Meet Pawan Kumar Jallad, the hangman to
execute the Nirbhaya death row convicts
The first time Pawan Kumar Jallad
assisted his grandfather, Kallu Ram, as a hangman, he was all of 23. The year
was 1988. At the Patiala Central Jail, two brothers sentenced to death in a
case of family violence were snuffed out of existence at the hands of expert
executioner Kallu Ram. On the phone from Meerut before agreeing to meet us,
Pawan, 54, says that the Patiala hanging was the most valuable learning
experience in carrying out a perfect legal execution. You might expect him to
offer details on the nature of the knot or the size of the noose as per the
physique of the convict, but Pawan, whose profession is tied to his identity,
thanks to his surname (Jallad, in Hindi, means executioner), is not so
detail-oriented. “No, I did not feel anything on my first day,” he deadpans. He
outlines the sequence of a hanging in a rough, staccato, businesslike fashion:
“First, you tie the legs, then you put the cloth over the head, then you place
the noose around the neck and then pull the lever. Two brothers hanged
together; one plank, one lever.”
With the Nirbhaya convicts' execution, Pawan, for
the first time in his career as a professional hangman, will execute a hanging
entirely on his own. On the gallows at Delhi’s Tihar Jail will be the four
Nirbhaya gang-rape convicts—Mukesh Singh, Vinay Sharma, Akshay Singh and Pawan
Gupta. The four death row convicts, says Pawan, could be hanged all at once,
with no special technique required. And, he needs no assistance; his seven
children and grandchildren are not interested to learn the trade. “I will be
going alone from Meerut. I am enough to carry out this job on my own,” says
Pawan, with a hint of defiance. Modern history’s most prolific hangman, Albert
Pierrepoint, who between 1931 and 1956 carried out more than 400 executions,
wrote in his 1974 memoir, “I do not now believe that any one of the hundreds of
executions I carried out has in any way acted as a deterrent against future
murder. Capital punishment, in my view, achieved nothing except revenge.” But
Pawan is not likely to agree with Pierrepoint; he has not had the luxury of plenty
to arrive at such an insight. While his grandfather carried out some 15
hangings and his father two, Pawan has none to claim his own. In 2014, he came
close to executing his first hanging after he applied for certification as a
hangman following his father’s death in 2011. He was to hang to death Surinder
Koli, the domestic help convicted for multiple murders in the shocking Nithari
killings in the house of businessman Moninder Singh Pandher in Noida. But the
reprieve for Koli by the Supreme Court was a bitter pill Pawan had to swallow.

(Raw records)
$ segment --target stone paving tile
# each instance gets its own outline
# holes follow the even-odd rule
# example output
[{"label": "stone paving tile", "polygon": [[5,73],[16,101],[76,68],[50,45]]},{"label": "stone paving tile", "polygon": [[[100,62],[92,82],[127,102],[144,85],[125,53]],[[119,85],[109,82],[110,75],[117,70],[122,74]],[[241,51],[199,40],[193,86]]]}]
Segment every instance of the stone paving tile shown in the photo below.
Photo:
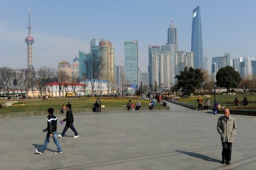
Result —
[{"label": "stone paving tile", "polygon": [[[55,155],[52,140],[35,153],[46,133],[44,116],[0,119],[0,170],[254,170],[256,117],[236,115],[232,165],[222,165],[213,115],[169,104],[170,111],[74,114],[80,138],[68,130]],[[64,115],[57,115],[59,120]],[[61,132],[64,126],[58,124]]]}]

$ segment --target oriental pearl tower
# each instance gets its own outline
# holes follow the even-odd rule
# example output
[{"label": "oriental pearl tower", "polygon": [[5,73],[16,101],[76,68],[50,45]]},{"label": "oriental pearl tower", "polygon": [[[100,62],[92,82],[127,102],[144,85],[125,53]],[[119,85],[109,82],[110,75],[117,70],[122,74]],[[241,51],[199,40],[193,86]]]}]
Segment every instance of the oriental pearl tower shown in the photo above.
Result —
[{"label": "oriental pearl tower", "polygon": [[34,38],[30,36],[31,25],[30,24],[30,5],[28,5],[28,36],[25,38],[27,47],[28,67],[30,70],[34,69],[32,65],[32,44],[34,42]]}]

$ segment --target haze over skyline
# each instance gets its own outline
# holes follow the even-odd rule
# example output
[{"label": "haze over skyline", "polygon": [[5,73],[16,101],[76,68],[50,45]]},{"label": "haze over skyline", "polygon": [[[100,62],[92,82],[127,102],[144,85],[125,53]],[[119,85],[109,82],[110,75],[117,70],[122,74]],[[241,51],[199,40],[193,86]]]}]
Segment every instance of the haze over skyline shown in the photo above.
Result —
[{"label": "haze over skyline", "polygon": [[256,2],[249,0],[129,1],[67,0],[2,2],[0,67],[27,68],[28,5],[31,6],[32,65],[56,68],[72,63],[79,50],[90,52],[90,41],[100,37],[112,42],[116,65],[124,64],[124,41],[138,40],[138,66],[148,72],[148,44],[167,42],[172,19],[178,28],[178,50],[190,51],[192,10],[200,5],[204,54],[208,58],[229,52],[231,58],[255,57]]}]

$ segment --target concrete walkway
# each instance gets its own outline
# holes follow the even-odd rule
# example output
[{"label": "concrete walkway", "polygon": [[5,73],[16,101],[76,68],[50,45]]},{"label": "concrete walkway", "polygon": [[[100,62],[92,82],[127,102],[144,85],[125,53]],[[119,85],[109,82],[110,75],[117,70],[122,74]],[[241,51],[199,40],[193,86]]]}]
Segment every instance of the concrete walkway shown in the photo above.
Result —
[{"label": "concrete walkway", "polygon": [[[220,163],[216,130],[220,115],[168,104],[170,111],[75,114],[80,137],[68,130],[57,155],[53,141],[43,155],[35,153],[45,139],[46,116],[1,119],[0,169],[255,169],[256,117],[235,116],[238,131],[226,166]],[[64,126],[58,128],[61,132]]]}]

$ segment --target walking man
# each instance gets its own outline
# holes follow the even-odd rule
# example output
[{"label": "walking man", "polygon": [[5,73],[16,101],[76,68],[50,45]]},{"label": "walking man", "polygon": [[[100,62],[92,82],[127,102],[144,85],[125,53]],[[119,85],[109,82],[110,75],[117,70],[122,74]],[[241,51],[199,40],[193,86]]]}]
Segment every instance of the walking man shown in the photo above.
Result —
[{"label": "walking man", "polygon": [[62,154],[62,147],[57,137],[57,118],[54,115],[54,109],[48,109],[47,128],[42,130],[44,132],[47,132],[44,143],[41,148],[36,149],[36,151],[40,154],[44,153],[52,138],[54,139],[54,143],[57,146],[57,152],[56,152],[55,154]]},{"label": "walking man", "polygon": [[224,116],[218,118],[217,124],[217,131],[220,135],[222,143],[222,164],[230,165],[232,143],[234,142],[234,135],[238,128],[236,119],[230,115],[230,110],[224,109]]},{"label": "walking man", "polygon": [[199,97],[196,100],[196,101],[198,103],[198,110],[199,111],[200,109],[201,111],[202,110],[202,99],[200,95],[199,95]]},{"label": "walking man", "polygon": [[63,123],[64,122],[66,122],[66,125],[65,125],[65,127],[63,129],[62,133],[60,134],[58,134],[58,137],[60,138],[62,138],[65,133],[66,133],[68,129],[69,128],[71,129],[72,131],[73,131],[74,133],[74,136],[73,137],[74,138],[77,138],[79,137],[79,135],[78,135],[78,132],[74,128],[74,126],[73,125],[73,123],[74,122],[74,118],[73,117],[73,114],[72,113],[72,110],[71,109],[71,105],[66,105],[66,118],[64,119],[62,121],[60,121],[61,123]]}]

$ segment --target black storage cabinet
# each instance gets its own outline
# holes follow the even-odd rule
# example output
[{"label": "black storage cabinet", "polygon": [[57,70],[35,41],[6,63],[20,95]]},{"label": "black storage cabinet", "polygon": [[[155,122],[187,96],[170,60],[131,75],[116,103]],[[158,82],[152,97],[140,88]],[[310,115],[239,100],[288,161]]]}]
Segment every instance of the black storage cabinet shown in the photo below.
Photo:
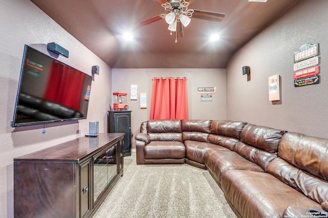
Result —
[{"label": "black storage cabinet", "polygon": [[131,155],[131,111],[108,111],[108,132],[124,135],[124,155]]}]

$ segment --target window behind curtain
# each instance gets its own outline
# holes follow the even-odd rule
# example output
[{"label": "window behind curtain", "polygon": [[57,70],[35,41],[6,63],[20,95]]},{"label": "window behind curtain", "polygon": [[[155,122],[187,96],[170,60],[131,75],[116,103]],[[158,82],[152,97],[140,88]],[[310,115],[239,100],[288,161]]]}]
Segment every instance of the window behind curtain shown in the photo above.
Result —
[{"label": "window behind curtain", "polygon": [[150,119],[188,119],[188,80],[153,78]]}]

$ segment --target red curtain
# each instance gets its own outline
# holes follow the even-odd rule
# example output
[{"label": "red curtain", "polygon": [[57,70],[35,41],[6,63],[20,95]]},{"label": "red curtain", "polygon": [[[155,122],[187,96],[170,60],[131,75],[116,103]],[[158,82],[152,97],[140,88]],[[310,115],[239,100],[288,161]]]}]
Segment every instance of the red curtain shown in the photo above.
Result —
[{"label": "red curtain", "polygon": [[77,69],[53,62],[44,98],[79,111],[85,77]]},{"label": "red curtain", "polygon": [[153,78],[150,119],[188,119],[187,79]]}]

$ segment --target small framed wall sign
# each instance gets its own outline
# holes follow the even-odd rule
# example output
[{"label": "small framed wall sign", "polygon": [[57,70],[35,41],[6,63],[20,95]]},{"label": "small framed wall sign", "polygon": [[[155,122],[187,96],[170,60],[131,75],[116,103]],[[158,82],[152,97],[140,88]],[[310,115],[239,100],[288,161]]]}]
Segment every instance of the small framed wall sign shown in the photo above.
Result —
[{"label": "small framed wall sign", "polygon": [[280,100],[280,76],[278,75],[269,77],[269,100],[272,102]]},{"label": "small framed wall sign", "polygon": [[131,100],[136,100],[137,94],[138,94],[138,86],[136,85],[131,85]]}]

(Problems)
• 1. In the article about the hangman Pawan Kumar Jallad, at which jail did he first assist his grandfather with a hanging?
• 2. From the records, reproduce the lines exactly, beginning at the line that has "--target window behind curtain" and stopping after the line that has "Segment every instance of the window".
The article and the records have nothing to do with each other.

(Full answers)
• 1. The Patiala Central Jail.

• 2.
$ segment --target window behind curtain
# each instance gets its own outline
# holes follow the even-odd rule
# example output
[{"label": "window behind curtain", "polygon": [[57,70],[35,41],[6,63],[20,95]]},{"label": "window behind curtain", "polygon": [[[155,122],[187,96],[170,60],[131,75],[116,103]],[[158,82],[152,97],[140,88]],[[310,115],[239,100],[288,161]]]}]
Segment every instance of the window behind curtain shown in the photo above.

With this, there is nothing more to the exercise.